Jobs ▸
**1)** In the TV season review, copy the text starting at "The music also" and ending at "not good enough.".
**2)** In the TV season review, who is cast as a stand-in for the Emcee from Cabaret?
**3)** Go on with the TV season review from where it stops.

Still, some of the casting decisions made in this season are absolutely legendary. Casting Ariana DeBose as a stand-in for the Emcee from Cabaret and Jane Krakowski as what is essentially a gender-swapped version of Billy Flynn from Chicago are inspired choices that lead to some very fun moments — it’s just a shame that they aren’t used a bit more.
The music also isn’t quite as good as the first season. Although the primary song, which welcomes our protagonists to the new setting of “Schmicago” is really catchy — largely thanks to the phenomenal voice of Titus Burgess — the rest of the songs simply aren’t as memorable. And given that the writers had such a wealth of material to work with and parody, just good is not good enough.

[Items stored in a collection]
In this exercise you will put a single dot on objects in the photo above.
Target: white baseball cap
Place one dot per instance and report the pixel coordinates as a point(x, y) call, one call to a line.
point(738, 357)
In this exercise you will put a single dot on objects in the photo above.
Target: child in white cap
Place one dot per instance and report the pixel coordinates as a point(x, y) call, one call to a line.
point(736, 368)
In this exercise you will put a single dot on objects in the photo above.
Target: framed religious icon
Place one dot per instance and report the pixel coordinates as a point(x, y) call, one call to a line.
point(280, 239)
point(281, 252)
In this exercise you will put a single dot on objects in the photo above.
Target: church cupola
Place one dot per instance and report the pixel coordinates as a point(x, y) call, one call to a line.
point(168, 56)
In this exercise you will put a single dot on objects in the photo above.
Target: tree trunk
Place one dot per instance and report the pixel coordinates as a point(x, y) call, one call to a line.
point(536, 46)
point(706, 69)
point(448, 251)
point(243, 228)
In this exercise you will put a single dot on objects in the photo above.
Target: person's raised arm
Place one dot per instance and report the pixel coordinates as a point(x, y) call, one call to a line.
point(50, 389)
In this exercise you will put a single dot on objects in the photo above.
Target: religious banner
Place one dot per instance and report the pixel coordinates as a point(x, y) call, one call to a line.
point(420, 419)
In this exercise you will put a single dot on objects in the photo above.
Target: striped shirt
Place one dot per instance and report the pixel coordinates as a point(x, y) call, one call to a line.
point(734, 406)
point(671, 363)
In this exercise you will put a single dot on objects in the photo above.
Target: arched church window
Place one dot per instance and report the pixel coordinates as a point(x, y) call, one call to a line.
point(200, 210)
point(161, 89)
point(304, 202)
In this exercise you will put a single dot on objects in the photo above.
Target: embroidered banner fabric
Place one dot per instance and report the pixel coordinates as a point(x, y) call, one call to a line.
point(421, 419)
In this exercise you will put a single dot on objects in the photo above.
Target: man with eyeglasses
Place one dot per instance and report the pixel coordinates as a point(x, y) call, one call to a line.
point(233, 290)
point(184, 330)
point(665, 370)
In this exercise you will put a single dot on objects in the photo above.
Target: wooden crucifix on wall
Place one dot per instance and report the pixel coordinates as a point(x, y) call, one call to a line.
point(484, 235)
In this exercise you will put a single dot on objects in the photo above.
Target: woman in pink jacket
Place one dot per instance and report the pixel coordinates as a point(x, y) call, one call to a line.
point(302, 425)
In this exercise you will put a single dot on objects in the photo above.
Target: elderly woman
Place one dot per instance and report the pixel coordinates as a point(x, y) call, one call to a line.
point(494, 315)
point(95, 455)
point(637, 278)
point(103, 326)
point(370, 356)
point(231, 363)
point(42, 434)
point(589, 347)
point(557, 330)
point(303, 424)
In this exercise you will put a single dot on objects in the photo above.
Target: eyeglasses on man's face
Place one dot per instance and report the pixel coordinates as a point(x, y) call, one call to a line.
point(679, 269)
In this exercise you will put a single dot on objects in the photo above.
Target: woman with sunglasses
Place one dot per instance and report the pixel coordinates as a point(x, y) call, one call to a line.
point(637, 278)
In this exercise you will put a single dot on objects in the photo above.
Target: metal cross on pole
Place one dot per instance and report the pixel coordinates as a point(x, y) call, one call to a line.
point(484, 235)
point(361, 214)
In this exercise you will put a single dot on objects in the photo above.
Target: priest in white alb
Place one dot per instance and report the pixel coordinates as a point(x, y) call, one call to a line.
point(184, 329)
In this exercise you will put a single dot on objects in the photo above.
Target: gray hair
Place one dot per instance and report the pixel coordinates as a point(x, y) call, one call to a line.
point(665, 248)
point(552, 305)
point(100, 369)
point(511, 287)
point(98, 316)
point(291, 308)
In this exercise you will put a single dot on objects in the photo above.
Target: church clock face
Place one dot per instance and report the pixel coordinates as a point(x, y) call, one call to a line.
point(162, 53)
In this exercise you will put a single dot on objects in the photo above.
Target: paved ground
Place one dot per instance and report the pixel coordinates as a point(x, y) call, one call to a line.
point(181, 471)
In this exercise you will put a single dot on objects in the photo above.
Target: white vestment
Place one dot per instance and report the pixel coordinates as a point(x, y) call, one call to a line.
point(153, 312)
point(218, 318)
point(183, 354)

Answers to the tasks ▸
**1)**
The music also isn’t quite as good as the first season. Although the primary song, which welcomes our protagonists to the new setting of “Schmicago” is really catchy — largely thanks to the phenomenal voice of Titus Burgess — the rest of the songs simply aren’t as memorable. And given that the writers had such a wealth of material to work with and parody, just good is not good enough.

**2)** Ariana DeBose

**3)**
That being said, the film does thrive with its production design and choreography. Much like the first season, the sets here are exquisite, created to be a slightly surreal version of the world of these musicals we all know and love. And since there are so many more distinct influences this time around, there’s also a lot more variance in the designs.
Season two of Schmigadoon! isn’t quite as good as the predecessor, but it’s still an entertaining (and highly bingeable) series. Unlike a lot of sequels, this doesn’t suffer from a shortage of ideas — it just feels like their execution was somewhat rushed.
Schmigadoon! streams on Apple TV+ beginning April 5. All six episodes reviewed.